### What this task involves
In the entries below, every line with the string "query" is to be reported.

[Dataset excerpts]
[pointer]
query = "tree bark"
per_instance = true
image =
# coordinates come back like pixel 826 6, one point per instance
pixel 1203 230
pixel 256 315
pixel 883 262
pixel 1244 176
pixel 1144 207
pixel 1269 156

==

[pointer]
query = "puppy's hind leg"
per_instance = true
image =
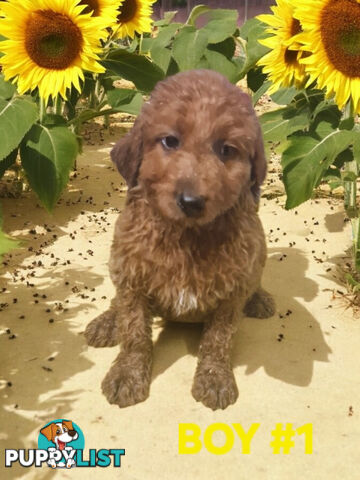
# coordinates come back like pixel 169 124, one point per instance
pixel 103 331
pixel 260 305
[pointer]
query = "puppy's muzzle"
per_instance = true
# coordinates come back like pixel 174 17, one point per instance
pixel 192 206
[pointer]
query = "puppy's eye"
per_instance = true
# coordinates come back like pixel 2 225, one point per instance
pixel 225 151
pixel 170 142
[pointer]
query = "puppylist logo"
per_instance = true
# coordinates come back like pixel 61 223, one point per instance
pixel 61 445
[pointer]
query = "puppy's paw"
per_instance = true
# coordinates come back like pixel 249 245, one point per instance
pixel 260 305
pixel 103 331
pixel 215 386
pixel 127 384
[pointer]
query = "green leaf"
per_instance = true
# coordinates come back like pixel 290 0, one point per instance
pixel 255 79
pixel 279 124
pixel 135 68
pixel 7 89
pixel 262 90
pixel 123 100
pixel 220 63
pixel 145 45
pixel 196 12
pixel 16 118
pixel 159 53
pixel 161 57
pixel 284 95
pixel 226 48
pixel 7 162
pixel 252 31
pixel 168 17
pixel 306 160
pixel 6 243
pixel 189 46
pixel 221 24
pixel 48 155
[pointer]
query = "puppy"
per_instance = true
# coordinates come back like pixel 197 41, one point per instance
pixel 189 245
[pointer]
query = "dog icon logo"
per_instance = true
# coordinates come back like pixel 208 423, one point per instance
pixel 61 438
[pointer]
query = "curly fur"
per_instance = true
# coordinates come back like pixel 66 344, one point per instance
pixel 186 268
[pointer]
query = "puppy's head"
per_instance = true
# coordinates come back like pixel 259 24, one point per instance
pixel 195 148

### Exercise solution
query = "tree bark"
query = "puppy's hind leg"
query = "puppy's muzzle"
query = "puppy's eye"
query = "puppylist logo"
query = "puppy's paw"
query = "green leaf"
query = "puppy"
query = "dog icon logo"
query = "curly fur"
query = "puppy's head"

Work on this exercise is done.